Texto de lectura:

-----

PERSEVERANCIA
Después de haber vivido sucesivas celebraciones litúrgicas, desde Navidad hasta Pentecostés, como una secuencia de emotivos memoriales
capaces de hacernos resurgir momentos de alegría, de
dolor, de victoria, de gozo, etc… Ahora,
iniciamos un periodo denominado “tiempo
ordinario”. Este título, poco sugerente, comprende más de veinte semanas de cotidianidad y
sencillez, a excepción de
algunas solemnidades, como la Santísima
Trinidad, el Cuerpo y Sangre de Cristo, la Asunción y
Cristo Rey.
Analógicamente puede suceder en el transcurso de la vida espiritual
personal. Después de momentos transformadores,
de experiencias inolvidables del amor de Dios, de superar situaciones de dolor
con la fuerza del Espíritu
Santo, etc…, llega el “tiempo ordinario de la vida”. Éste, aún teniendo rasgos rutinarios, desde
la pequeñez y sencillez diaria nos
concede la oportunidad de crecer humana y espiritualmente, como quien,
lentamente, paso a paso, va gestando una preciosa obra de arte. Así como María guardaba todas las cosas en su corazón y las meditaba (cf. Lc 2,19), todos
estamos invitados a seguir su ejemplo en lo más común de nuestros días.

-----

Material proporcionado:

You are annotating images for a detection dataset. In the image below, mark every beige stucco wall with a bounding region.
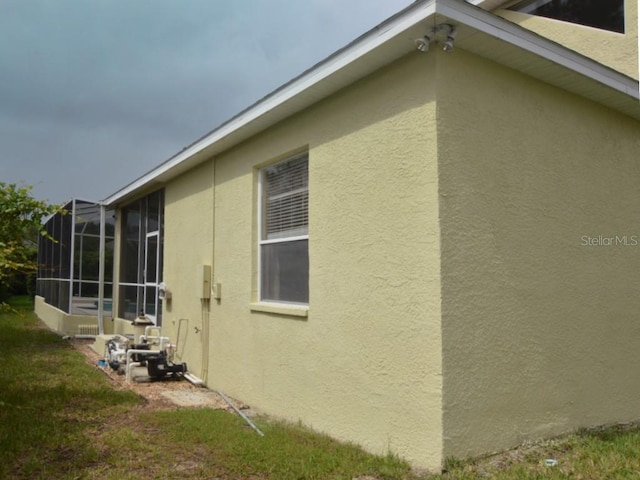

-----

Instrucciones:
[A] Según el texto sobre la perseverancia, ¿cuántas semanas comprende el tiempo ordinario?
[B] Indique si cada afirmación concuerda con el texto sobre la perseverancia y cite las palabras que lo deciden: (i) El tiempo ordinario no incluye ninguna solemnidad. (ii) El tiempo ordinario de la vida concede la oportunidad de crecer humana y espiritualmente. (iii) Las celebraciones litúrgicas mencionadas al principio comienzan en Pentecostés.
[C] Retome el texto sobre la perseverancia a partir de su última oración.

Respuestas por ejercicio:
[A] Más de veinte semanas.

[B]
(i) No: «a excepción de algunas solemnidades, como la Santísima Trinidad, el Cuerpo y Sangre de Cristo, la Asunción y Cristo Rey».
(ii) Sí: «desde la pequeñez y sencillez diaria nos concede la oportunidad de crecer humana y espiritualmente».
(iii) No: «desde Navidad hasta Pentecostés».

[C]
Pentecostés nos recordó que no
estamos huérfanos (Jn 14,18) ni abandonados
en un mundo lleno de dificultades y contradicciones diarias, de donde, con fe y
esperanza, de «todas estas cosas somos más que vencedores por medio de aquel
que nos amó» (Rm 8,37). Mantenerse firme
no siempre es fácil. Aun así, para alcanzar lo extraordinario es
preciso perseverar en lo ordinario: «Vosotros
sois los que habéis perseverado conmigo en mis
pruebas […] para que comáis y bebáis a mi mesa en mi Reino» (Lc
22,28.30).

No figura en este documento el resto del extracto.